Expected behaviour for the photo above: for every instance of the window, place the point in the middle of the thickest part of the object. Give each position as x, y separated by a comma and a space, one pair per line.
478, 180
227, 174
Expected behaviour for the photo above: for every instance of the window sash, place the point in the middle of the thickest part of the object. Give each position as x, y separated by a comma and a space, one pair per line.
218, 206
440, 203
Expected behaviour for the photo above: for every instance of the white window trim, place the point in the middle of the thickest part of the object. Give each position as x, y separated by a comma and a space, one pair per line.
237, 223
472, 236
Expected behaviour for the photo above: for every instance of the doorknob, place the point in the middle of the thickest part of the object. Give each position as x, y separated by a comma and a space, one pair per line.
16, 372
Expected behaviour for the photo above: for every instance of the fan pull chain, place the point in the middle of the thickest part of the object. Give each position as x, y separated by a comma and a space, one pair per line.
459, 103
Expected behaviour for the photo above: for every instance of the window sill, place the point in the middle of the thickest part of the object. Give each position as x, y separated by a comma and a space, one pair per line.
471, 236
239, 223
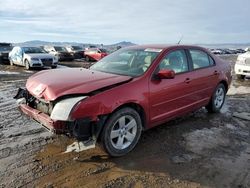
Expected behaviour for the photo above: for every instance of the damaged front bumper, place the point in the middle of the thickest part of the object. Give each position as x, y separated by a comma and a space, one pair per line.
24, 99
59, 122
57, 127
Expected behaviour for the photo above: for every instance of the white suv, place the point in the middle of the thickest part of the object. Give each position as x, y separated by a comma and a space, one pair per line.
242, 65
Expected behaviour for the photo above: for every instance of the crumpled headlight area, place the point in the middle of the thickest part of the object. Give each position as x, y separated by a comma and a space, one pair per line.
241, 61
34, 59
62, 109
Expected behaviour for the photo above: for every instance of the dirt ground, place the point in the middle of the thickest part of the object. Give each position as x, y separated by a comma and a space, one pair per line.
196, 150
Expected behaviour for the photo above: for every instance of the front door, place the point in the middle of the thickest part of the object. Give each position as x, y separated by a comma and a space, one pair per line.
170, 97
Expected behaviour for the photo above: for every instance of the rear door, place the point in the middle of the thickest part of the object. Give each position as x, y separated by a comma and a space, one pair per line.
171, 97
204, 75
19, 56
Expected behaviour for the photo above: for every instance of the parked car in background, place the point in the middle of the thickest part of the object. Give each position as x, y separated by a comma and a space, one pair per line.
32, 57
130, 90
60, 52
242, 65
76, 51
216, 51
240, 51
95, 54
5, 48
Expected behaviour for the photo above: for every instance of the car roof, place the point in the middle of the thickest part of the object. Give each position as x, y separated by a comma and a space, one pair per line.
165, 46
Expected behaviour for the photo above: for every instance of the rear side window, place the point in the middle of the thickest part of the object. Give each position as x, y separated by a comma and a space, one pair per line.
200, 59
176, 61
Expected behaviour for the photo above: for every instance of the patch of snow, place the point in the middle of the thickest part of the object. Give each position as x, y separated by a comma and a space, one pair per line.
8, 72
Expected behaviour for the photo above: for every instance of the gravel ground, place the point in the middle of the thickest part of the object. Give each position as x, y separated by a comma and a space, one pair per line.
196, 150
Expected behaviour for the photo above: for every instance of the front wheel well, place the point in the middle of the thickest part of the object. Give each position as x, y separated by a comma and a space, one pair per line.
137, 108
225, 84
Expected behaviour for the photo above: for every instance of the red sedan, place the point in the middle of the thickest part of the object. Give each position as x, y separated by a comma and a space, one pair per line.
95, 54
125, 93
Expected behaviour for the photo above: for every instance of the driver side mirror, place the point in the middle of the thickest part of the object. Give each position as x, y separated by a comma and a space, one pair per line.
166, 74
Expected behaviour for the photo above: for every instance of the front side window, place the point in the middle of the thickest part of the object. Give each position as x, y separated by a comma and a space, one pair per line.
33, 50
131, 62
200, 59
176, 61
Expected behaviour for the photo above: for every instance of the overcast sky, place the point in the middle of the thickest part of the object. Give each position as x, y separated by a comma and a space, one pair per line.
138, 21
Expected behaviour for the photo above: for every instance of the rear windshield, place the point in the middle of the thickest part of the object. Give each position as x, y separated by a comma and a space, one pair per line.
6, 48
33, 50
60, 49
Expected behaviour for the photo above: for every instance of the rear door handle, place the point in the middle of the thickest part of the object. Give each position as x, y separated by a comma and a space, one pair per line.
187, 80
216, 72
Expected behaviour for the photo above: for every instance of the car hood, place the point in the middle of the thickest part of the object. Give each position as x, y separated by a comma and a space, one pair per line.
40, 55
245, 55
52, 84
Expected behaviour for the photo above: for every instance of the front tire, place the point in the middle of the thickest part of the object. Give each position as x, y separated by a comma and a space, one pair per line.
241, 77
27, 64
11, 63
217, 99
87, 58
121, 132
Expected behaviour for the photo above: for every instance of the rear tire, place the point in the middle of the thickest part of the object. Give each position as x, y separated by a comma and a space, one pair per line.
27, 64
11, 63
87, 58
217, 100
241, 77
121, 132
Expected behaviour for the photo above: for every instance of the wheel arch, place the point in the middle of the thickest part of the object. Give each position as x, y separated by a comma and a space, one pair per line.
225, 84
138, 108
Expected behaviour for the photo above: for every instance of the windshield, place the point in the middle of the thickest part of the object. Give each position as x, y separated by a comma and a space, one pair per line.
60, 49
6, 48
76, 48
33, 50
103, 50
130, 62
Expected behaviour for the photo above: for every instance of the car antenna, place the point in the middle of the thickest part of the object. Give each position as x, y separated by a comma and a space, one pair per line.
180, 39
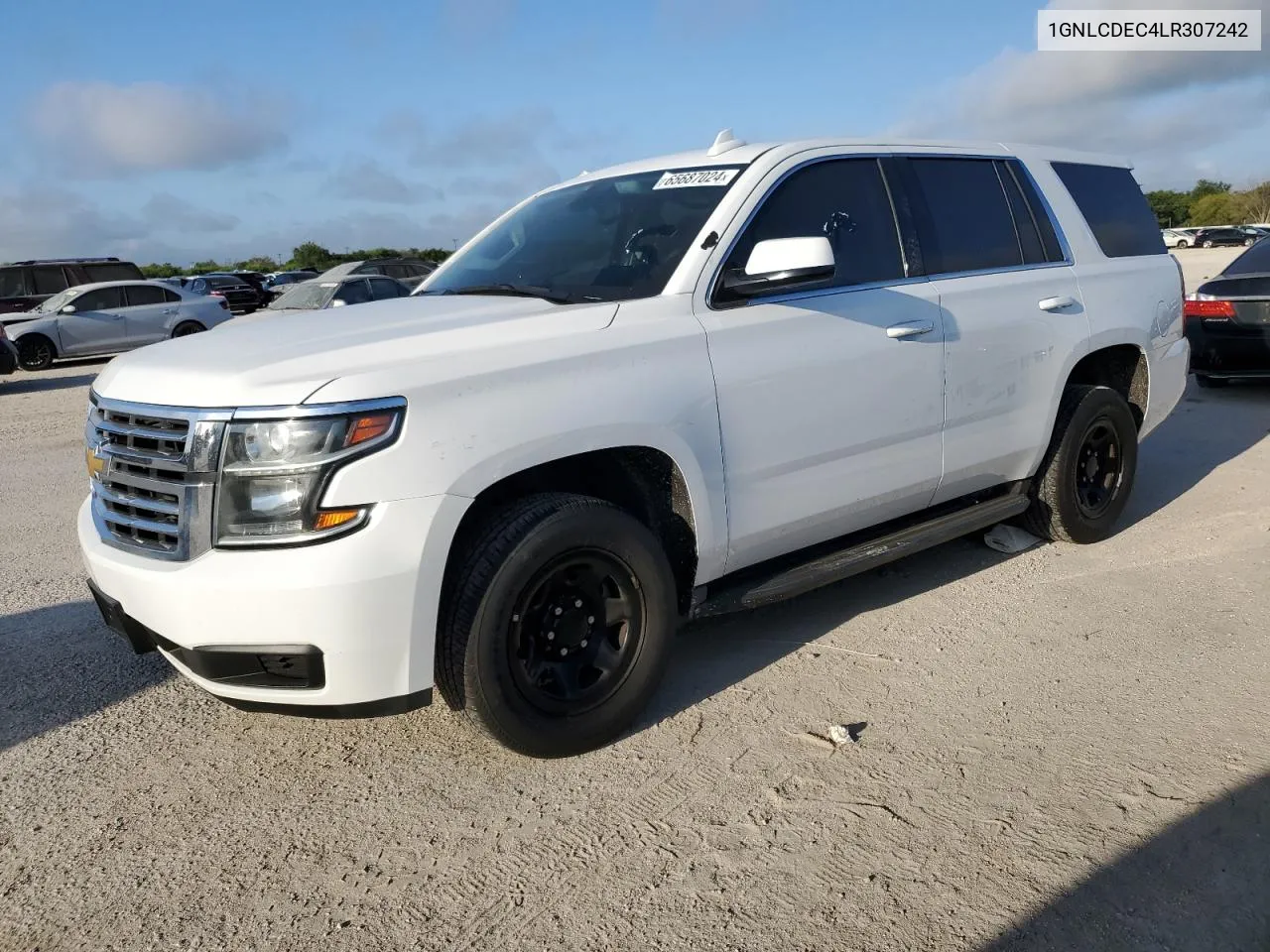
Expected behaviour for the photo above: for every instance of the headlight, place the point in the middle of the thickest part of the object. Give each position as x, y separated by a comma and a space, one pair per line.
273, 474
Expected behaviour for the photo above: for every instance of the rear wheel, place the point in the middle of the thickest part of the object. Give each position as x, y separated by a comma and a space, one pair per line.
36, 352
557, 625
1084, 480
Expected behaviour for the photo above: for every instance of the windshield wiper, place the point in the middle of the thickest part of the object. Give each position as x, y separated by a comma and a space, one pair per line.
513, 291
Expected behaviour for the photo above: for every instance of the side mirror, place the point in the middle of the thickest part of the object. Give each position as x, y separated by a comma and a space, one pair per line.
780, 264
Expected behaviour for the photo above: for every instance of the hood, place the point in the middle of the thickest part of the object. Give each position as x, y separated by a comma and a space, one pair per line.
281, 358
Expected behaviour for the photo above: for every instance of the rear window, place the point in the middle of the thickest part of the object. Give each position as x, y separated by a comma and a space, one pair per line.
1255, 261
969, 226
12, 282
1114, 207
111, 271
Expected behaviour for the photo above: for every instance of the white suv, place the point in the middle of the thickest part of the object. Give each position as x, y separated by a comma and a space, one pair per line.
654, 393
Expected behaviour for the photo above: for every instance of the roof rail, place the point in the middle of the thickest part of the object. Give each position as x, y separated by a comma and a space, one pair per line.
64, 261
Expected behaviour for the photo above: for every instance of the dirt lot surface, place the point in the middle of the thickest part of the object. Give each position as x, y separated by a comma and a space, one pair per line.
1065, 749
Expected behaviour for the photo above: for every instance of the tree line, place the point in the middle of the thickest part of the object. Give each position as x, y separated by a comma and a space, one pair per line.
309, 254
1210, 203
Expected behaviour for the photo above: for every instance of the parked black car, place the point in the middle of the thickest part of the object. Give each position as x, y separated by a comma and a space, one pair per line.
1211, 238
24, 285
409, 271
240, 296
1228, 320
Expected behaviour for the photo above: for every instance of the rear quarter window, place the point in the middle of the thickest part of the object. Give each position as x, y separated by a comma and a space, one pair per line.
1114, 207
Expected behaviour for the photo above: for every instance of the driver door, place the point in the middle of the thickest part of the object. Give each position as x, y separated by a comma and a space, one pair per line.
98, 324
830, 397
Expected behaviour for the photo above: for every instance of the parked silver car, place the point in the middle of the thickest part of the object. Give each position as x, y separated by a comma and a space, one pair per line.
112, 316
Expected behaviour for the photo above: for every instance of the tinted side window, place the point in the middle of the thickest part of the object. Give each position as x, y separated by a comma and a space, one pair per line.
112, 271
99, 299
49, 280
966, 225
353, 293
12, 282
141, 295
1114, 207
384, 289
1255, 261
843, 199
1044, 225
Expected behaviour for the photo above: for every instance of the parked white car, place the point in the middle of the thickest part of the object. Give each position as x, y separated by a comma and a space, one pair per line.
112, 316
661, 391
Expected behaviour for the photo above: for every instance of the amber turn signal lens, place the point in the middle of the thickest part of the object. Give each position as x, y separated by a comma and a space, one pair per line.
368, 428
331, 518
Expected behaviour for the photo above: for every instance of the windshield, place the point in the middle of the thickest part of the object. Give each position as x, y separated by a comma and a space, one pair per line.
58, 301
308, 296
607, 240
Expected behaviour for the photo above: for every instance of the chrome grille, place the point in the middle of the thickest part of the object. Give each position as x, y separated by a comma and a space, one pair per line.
154, 489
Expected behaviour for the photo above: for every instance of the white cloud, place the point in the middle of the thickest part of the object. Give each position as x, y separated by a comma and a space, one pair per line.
367, 180
1170, 112
102, 130
167, 212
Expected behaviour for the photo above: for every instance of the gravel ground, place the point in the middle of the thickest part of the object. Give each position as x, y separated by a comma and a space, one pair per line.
1065, 749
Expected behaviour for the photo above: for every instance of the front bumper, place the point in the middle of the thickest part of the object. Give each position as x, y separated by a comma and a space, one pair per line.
341, 627
8, 357
1223, 349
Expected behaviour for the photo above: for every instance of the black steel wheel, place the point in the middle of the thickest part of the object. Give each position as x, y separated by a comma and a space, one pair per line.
575, 631
1098, 467
1084, 480
557, 621
36, 352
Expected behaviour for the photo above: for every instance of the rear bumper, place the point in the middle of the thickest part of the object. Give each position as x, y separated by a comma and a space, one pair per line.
345, 627
1227, 350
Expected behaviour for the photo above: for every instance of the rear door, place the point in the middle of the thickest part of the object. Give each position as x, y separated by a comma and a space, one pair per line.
98, 324
1011, 309
148, 315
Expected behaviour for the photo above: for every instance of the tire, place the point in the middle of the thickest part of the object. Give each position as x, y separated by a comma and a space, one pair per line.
36, 352
1067, 506
502, 620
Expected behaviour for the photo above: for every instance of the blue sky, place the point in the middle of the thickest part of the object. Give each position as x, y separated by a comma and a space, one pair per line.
145, 131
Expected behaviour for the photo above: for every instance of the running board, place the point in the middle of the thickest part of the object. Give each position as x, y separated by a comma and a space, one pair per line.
858, 557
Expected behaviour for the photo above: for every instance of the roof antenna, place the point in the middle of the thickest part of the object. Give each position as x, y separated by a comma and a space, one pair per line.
724, 141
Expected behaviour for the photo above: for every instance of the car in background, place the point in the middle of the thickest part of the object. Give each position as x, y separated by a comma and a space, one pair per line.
1227, 321
409, 271
24, 285
318, 294
8, 353
240, 296
1219, 236
108, 317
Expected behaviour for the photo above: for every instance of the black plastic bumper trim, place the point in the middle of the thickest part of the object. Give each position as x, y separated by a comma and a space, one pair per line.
384, 707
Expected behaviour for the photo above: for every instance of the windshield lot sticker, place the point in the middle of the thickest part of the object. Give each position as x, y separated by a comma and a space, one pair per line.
698, 177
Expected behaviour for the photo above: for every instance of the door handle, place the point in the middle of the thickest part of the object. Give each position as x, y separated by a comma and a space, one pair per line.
1056, 303
910, 329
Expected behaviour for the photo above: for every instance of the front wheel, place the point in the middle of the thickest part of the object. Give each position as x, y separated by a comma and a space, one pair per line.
557, 625
36, 353
1083, 483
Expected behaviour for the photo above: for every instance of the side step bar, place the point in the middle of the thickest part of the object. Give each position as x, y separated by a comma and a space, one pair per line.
858, 557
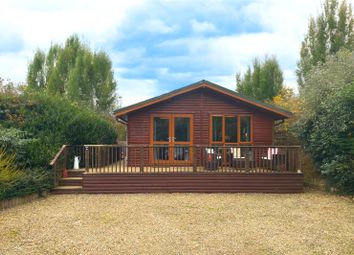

* Aim of the task
Pull out every line of the items above that contains the string "handle" and list those lines.

* Finished exercise
Expected behaviour for the photo above: for every instance of the rear door handle, place the point in the middle of the thickest part of the object. Give each position as x, y separated by a comma and a space, one pair per line.
Expected behaviour for the photo above: for every instance of the door handle, place the point in the middle of the thickest part of the object. Give each position as x, y separated by a comma and a space, one pair per line.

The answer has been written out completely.